- _What this task involves_: Copy out every one of the records below word for word, omitting the pictures.

*** Listed entries

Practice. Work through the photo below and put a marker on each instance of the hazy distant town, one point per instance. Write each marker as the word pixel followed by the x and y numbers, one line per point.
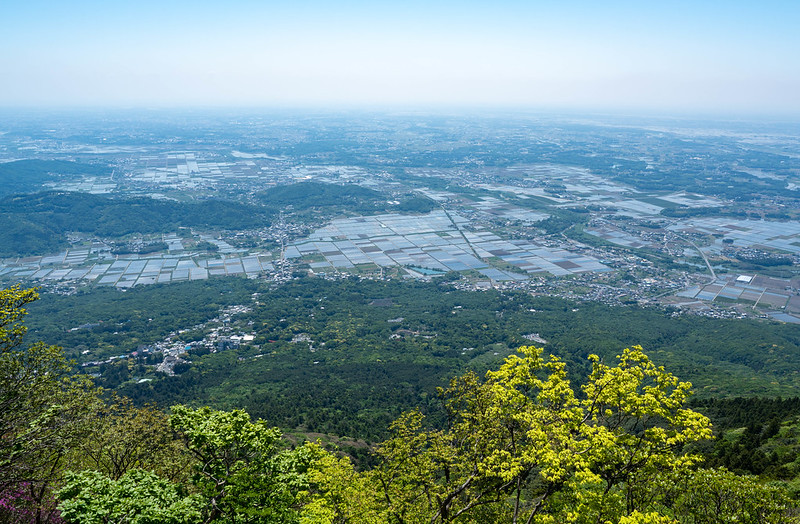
pixel 689 215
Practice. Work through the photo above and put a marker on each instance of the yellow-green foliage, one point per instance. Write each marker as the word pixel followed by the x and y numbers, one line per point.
pixel 522 446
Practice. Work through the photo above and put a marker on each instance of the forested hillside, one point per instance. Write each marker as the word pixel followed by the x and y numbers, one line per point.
pixel 519 443
pixel 347 356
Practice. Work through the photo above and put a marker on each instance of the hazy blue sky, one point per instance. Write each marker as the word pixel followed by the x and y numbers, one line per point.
pixel 711 56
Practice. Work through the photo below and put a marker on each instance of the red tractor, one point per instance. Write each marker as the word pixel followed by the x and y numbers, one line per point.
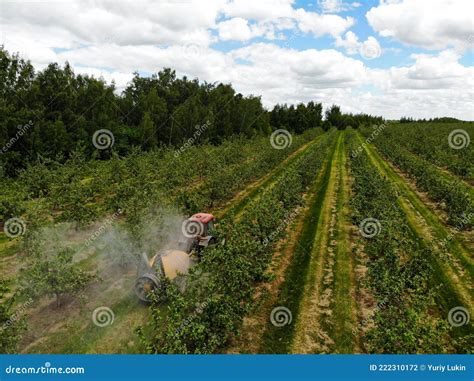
pixel 173 264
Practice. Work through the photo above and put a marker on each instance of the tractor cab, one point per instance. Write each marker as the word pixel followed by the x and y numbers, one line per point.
pixel 196 232
pixel 172 264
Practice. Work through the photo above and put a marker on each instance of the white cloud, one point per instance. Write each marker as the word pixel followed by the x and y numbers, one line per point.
pixel 336 6
pixel 441 71
pixel 141 36
pixel 369 49
pixel 236 28
pixel 319 25
pixel 436 24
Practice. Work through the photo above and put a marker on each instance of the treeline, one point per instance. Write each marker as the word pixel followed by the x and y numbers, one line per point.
pixel 405 119
pixel 55 112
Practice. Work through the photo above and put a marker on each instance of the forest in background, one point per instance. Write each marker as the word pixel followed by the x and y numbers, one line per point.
pixel 50 114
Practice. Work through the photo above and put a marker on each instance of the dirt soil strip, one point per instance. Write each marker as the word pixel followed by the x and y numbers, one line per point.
pixel 324 323
pixel 343 303
pixel 278 339
pixel 454 268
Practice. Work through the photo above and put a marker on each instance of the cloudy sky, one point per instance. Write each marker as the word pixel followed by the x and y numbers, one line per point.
pixel 388 57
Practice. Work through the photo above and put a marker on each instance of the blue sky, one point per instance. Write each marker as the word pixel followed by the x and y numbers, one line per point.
pixel 388 57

******

- _The completed task_:
Practice. Work through the photo below and put a marker on each instance of the hazy distant town, one point per instance. Write each marker as the word pixel followed by the x and y numbers, one line per point.
pixel 689 215
Practice. Work through the photo above and put a marker on each instance of the yellow-green foliage, one point per instance. Write each marker as the word pixel followed by the x and y numbers, one line per point.
pixel 522 446
Practice. Work through the photo above and put a marker on each instance of the forested hillside, one point per instance. Write each marker as the word pixel followed by the x and y numbers, one line per point.
pixel 519 443
pixel 347 356
Practice. Work through the photo above and put a marker on each instance of the hazy blue sky, one point per instance. Write each marker as the word pixel followed by the x and y numbers, one line per point.
pixel 711 56
Practice. Work through the photo below and put a marker on each instance of the red tractor, one point per instance. Write each marker as the word pixel followed by the x and y numbers, one line per point.
pixel 173 264
Practice. Work through the photo above and put a marker on each instance of the tractor cab, one point per instance. Write each marker as the word pixel followed by the x and y numbers, one line per point.
pixel 196 232
pixel 172 264
Practice. Work through the photo above and put a marker on each instance of the white cloud, one point per instance. Write each marker as the word pixel followed by the x and y numbers, one line per point.
pixel 336 6
pixel 441 71
pixel 141 36
pixel 369 49
pixel 236 28
pixel 319 25
pixel 436 24
Practice. Work through the photo above and put a marker on each instance of the treeline, one point per instance. Write each marker as the word pixel followed by the x and y numbers, one line per point.
pixel 405 119
pixel 55 112
Practice. Work through the photo above and put a marker on each instance of the forest in background, one point per instance. Write each marker as the word pixel followed by the x and y numbers, one line per point.
pixel 50 114
Practice. Work through the photo above and put a marker on each instance of the dirt soil strip, one point per instance. Write each marker as the word pixel followed by the x and y numbers, one line per point.
pixel 324 323
pixel 343 303
pixel 278 339
pixel 454 268
Practice. Work through the photo above and put a marker on each instance of the cloudy sky, one point per instance. Write each marker as the word pixel followed by the x and y numbers, one line per point.
pixel 388 57
Practice. Work through the photo above and put a marker on each instance of the blue sky, one point per instance. Write each marker as the word pixel followed by the x and y numbers, one line per point.
pixel 388 57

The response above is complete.